● AIM OF THE TASK
In the answer, give the entries below exactly, from the first line through the line with "Please look at the image and locate the tree for", with every picture omitted.
********************
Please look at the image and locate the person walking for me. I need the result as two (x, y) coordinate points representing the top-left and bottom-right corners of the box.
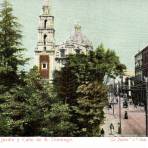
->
(124, 111), (128, 119)
(110, 123), (114, 135)
(100, 128), (105, 137)
(116, 98), (118, 104)
(118, 122), (121, 134)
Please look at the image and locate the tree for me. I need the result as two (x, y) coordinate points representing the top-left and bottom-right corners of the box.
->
(73, 81), (108, 136)
(0, 66), (52, 136)
(48, 103), (77, 136)
(0, 66), (76, 136)
(53, 62), (78, 105)
(90, 44), (126, 82)
(0, 0), (28, 89)
(0, 0), (28, 136)
(53, 44), (126, 136)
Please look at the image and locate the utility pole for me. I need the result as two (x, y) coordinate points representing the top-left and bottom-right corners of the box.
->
(112, 79), (115, 116)
(118, 81), (122, 134)
(146, 77), (148, 136)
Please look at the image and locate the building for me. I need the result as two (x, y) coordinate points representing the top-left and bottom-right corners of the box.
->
(135, 46), (148, 80)
(133, 46), (148, 105)
(135, 50), (143, 81)
(122, 70), (135, 97)
(55, 24), (93, 70)
(35, 0), (93, 81)
(142, 46), (148, 78)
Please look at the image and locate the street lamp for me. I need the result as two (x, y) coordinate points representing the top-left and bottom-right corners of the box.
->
(118, 92), (122, 134)
(117, 79), (122, 135)
(112, 78), (115, 116)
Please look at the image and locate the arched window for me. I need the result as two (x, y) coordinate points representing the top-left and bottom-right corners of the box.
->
(44, 34), (47, 45)
(60, 49), (65, 57)
(44, 20), (47, 29)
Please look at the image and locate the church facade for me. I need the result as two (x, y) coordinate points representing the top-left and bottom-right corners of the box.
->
(35, 0), (93, 81)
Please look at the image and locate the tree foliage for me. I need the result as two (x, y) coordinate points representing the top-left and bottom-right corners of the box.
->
(48, 103), (77, 136)
(53, 44), (126, 136)
(73, 81), (107, 136)
(53, 64), (78, 104)
(0, 66), (50, 136)
(0, 0), (28, 89)
(0, 0), (29, 136)
(0, 66), (76, 136)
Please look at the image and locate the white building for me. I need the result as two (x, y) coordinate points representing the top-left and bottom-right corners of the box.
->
(35, 0), (93, 81)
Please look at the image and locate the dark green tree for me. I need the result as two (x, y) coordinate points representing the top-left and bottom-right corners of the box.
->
(0, 0), (28, 89)
(53, 62), (78, 105)
(73, 81), (108, 136)
(0, 66), (76, 136)
(48, 102), (77, 136)
(0, 66), (54, 136)
(53, 44), (126, 136)
(0, 0), (28, 135)
(94, 44), (126, 80)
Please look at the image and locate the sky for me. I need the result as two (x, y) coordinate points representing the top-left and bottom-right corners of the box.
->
(8, 0), (148, 71)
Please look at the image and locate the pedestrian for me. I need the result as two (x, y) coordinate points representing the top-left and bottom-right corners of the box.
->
(100, 128), (105, 137)
(124, 111), (128, 119)
(116, 98), (118, 104)
(110, 123), (114, 135)
(109, 103), (112, 109)
(118, 122), (121, 134)
(134, 104), (137, 108)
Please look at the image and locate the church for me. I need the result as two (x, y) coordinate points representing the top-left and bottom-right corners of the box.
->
(35, 0), (93, 81)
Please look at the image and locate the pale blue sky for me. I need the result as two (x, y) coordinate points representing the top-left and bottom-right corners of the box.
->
(9, 0), (148, 71)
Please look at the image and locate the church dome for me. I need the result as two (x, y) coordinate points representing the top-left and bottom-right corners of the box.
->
(66, 24), (93, 50)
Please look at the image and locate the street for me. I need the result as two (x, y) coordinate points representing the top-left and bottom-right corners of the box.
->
(121, 105), (145, 136)
(102, 97), (146, 137)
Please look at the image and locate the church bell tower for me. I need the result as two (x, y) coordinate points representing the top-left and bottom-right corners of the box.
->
(35, 0), (55, 81)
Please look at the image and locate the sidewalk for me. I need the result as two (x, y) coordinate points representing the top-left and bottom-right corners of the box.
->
(127, 104), (145, 112)
(101, 107), (121, 137)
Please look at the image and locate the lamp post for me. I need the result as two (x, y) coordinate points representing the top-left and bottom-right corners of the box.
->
(112, 78), (115, 116)
(113, 95), (115, 116)
(117, 79), (122, 135)
(119, 88), (122, 134)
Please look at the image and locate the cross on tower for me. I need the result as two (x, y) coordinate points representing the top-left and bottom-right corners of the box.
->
(42, 0), (51, 15)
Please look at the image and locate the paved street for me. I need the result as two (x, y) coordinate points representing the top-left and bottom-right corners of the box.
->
(101, 97), (146, 137)
(121, 105), (145, 136)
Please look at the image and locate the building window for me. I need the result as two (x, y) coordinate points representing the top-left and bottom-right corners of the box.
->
(60, 49), (65, 57)
(42, 63), (48, 69)
(44, 34), (47, 45)
(44, 20), (47, 29)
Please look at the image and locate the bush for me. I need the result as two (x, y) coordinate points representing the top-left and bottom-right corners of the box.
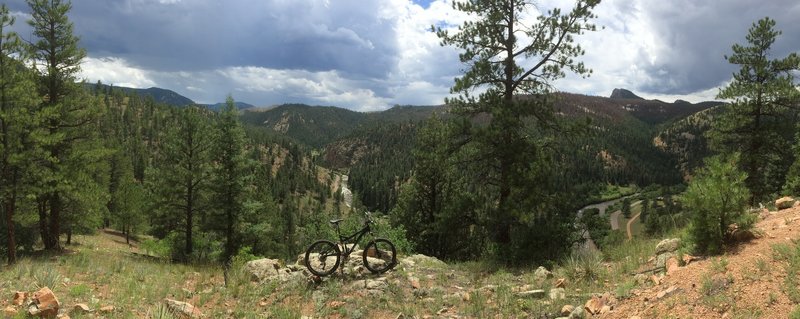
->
(681, 154), (751, 255)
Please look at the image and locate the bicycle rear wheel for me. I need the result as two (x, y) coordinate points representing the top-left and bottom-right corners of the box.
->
(305, 240), (341, 276)
(362, 238), (396, 274)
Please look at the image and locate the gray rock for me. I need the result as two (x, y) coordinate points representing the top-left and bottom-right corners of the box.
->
(244, 258), (282, 282)
(633, 273), (648, 285)
(656, 252), (675, 269)
(534, 266), (553, 281)
(655, 238), (681, 255)
(568, 306), (585, 319)
(549, 288), (566, 300)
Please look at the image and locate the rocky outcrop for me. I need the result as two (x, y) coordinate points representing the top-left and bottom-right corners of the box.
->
(244, 258), (282, 282)
(655, 238), (681, 255)
(776, 196), (796, 210)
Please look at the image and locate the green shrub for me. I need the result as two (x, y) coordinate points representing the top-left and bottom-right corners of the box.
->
(681, 154), (751, 255)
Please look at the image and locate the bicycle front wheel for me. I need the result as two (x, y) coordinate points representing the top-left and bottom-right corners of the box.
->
(305, 240), (341, 276)
(362, 238), (397, 274)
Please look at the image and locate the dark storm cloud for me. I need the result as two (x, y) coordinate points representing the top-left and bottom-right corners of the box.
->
(7, 0), (399, 80)
(636, 0), (800, 94)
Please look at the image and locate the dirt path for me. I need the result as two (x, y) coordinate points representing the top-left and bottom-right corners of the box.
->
(626, 211), (641, 240)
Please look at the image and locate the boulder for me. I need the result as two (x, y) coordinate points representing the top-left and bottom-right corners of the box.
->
(549, 288), (566, 301)
(560, 305), (575, 316)
(534, 266), (553, 281)
(656, 252), (675, 269)
(244, 258), (282, 282)
(71, 304), (91, 314)
(28, 287), (59, 318)
(584, 295), (604, 315)
(776, 196), (795, 210)
(655, 238), (681, 255)
(12, 291), (26, 306)
(399, 254), (446, 268)
(568, 306), (585, 319)
(164, 299), (203, 319)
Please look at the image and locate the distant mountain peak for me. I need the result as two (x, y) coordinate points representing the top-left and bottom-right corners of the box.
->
(610, 88), (644, 100)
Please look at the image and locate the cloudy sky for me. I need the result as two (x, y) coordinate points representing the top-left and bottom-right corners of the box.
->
(5, 0), (800, 111)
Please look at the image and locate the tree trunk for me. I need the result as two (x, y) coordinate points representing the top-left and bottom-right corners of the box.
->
(185, 185), (194, 258)
(48, 192), (62, 251)
(4, 197), (16, 265)
(38, 198), (53, 250)
(66, 227), (72, 245)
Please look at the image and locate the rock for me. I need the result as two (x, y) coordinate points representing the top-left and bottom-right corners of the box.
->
(29, 287), (59, 318)
(776, 196), (795, 210)
(682, 254), (697, 265)
(568, 306), (585, 319)
(164, 299), (203, 319)
(549, 288), (566, 301)
(600, 305), (612, 314)
(244, 258), (282, 282)
(99, 305), (114, 313)
(409, 276), (420, 289)
(560, 304), (575, 316)
(555, 278), (567, 288)
(12, 291), (26, 306)
(666, 257), (680, 275)
(517, 289), (546, 299)
(3, 306), (17, 317)
(656, 252), (675, 269)
(634, 273), (648, 285)
(534, 266), (554, 281)
(72, 304), (91, 313)
(651, 274), (663, 285)
(656, 286), (679, 299)
(732, 229), (756, 242)
(584, 295), (604, 315)
(655, 238), (681, 255)
(400, 254), (446, 267)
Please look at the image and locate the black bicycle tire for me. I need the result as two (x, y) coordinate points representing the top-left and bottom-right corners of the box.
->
(305, 240), (341, 276)
(362, 238), (397, 274)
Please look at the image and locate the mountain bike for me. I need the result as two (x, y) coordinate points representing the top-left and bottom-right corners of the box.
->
(304, 212), (397, 276)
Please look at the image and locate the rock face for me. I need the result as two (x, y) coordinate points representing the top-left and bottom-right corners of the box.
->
(28, 287), (59, 318)
(776, 196), (795, 210)
(164, 299), (203, 319)
(244, 258), (282, 282)
(655, 238), (681, 255)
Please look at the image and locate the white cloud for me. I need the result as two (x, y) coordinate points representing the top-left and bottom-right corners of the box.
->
(80, 57), (156, 88)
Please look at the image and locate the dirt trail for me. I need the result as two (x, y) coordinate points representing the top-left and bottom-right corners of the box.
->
(604, 203), (800, 319)
(626, 211), (641, 240)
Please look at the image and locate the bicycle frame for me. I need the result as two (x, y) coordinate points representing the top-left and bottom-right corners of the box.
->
(333, 222), (373, 257)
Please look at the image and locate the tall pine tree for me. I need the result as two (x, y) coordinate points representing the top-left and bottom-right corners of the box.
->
(709, 17), (800, 204)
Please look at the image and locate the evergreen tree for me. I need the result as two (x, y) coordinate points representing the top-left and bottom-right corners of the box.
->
(433, 0), (599, 261)
(149, 106), (213, 260)
(210, 96), (255, 264)
(709, 17), (800, 204)
(0, 4), (38, 264)
(27, 0), (104, 251)
(682, 154), (752, 255)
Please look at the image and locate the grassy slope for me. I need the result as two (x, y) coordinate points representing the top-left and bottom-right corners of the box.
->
(0, 229), (664, 318)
********************
● TASK OUTPUT
Please look at the image and locate the person walking for me. I need the result as two (x, y) coordinate points representing the top-left and bottom-right corners of the box.
->
(124, 111), (128, 119)
(110, 123), (114, 135)
(100, 128), (105, 137)
(116, 98), (118, 104)
(118, 122), (121, 134)
Please look at the image and locate the tree for me. I need the result as two (x, y) coordinate points representing the top-left and bottom-right corners of the box.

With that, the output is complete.